(Material for this exercise Opens)

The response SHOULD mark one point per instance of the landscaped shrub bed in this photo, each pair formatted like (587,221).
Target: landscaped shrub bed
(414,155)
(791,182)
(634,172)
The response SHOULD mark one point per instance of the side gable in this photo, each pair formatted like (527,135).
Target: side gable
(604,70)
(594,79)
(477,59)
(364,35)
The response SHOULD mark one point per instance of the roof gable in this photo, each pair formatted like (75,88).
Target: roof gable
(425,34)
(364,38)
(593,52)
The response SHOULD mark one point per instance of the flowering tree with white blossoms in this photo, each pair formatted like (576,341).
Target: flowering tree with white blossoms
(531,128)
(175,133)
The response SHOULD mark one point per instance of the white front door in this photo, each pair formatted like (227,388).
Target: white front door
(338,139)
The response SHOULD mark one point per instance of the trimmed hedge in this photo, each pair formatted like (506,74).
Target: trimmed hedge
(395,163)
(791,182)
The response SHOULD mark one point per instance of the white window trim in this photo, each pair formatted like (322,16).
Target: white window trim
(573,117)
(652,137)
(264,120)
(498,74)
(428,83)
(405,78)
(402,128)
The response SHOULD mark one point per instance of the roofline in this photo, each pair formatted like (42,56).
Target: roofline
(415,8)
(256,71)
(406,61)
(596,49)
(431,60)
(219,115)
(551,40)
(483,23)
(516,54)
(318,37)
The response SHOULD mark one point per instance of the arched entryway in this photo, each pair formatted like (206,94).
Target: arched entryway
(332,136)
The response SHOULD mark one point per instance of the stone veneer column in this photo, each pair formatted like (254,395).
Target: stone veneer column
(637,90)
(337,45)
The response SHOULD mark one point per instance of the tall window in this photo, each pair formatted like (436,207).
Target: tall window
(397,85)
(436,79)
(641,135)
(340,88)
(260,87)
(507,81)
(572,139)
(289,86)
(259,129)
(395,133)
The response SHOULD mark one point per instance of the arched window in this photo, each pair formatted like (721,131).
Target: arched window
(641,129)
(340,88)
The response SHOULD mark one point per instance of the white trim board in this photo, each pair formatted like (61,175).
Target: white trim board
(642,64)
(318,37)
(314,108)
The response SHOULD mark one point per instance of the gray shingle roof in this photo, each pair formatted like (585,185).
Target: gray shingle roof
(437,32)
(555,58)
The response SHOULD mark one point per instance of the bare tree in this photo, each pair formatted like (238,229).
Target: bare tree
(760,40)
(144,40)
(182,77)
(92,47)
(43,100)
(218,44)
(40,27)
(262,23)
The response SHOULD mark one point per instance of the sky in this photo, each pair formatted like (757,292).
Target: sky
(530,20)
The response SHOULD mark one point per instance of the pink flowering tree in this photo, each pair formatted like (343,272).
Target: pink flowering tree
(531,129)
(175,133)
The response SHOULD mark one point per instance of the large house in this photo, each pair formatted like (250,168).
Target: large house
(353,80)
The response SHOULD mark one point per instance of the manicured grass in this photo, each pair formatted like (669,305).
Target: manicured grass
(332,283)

(Material for this exercise Closes)

• _Task details_:
Your task is to extract all of the records exactly.

• _Reply to the task_:
The response SHOULD mark one point per instance of the landscaped shrub bed in this photo, each pair formatted like (587,221).
Target: landscaped shrub bed
(414,155)
(791,182)
(634,172)
The response SHOULD mark one point per instance of the side gable in this photo, each pair formatted like (527,135).
Target: side gable
(604,70)
(594,79)
(477,59)
(364,35)
The response SHOULD mark one point per instance of the roof gable in this photo, each pair formatted like (75,88).
Target: roof gable
(425,34)
(364,38)
(593,52)
The response SHOULD mark one point per instance of the flowering tree with white blossoms in this photo, each pair formatted like (576,341).
Target: flowering tree with white blossoms
(531,128)
(175,133)
The response SHOULD mark one point per instance of the white front door in this photo, each pair formatted like (227,388).
Target: white front door
(338,139)
The response SHOULD mark one point per instance of the trimmed hedge in this photo, each pair formatted like (506,74).
Target: trimmed hedge
(395,163)
(791,182)
The response SHOULD mark one point per instance of the white window trim in this photo, each pair formatted like (322,16).
Target: white window trim
(573,117)
(652,137)
(264,120)
(498,74)
(428,83)
(405,78)
(402,128)
The response SHOULD mark one point per instance of the roofline in this photo, each pair formatted like (42,56).
Target: roofline
(415,8)
(256,71)
(406,61)
(596,49)
(431,60)
(219,115)
(551,40)
(483,23)
(516,54)
(318,37)
The response SHOULD mark one point per instance of the arched entryway in this photo, each pair formatted like (206,94).
Target: arched entryway
(332,136)
The response SHOULD mark one point per instance of the stone veneer column in this photo, each pair formatted like (254,395).
Target: stone veneer column
(637,90)
(337,45)
The response SHOULD mark one point per instance of the tall window in this photo, each pair formatted like (436,207).
Target: tall window
(397,85)
(436,79)
(641,135)
(340,88)
(260,87)
(507,81)
(572,139)
(289,86)
(259,129)
(395,133)
The response SHOULD mark one point per instance of the arched window in this photo, each pair formatted like (721,131).
Target: arched window
(641,129)
(340,88)
The response SHOULD mark one point per instance of the white trim board in this photo, each pair formatted like (61,175).
Target: white trim board
(642,64)
(318,37)
(314,108)
The response SHOULD mark one point per instance of the gray shingle roof in this photo, each pair formatted like (585,185).
Target: gray shingle roof
(437,32)
(555,58)
The response SHOULD mark one point per instance of the bare tree in this photo, each pair formatted like (238,229).
Target: bare tree
(760,40)
(144,40)
(182,77)
(92,47)
(43,100)
(218,44)
(40,27)
(262,23)
The response SHOULD mark one point per instance of the sky in this photo, each pair formatted like (757,292).
Target: sky
(530,20)
The response SHOULD mark one point per instance of the pink flowering tree in this photo, each pair formatted like (343,272).
Target: pink flowering tree
(531,129)
(175,133)
The response SHOULD mark one point per instance of the large house in this photo, each pair formatted like (250,168).
Target: large house
(353,80)
The response SHOULD mark one point per instance of the manicured grass in this photo, each pair formatted like (669,305).
Target: manicured grass
(332,283)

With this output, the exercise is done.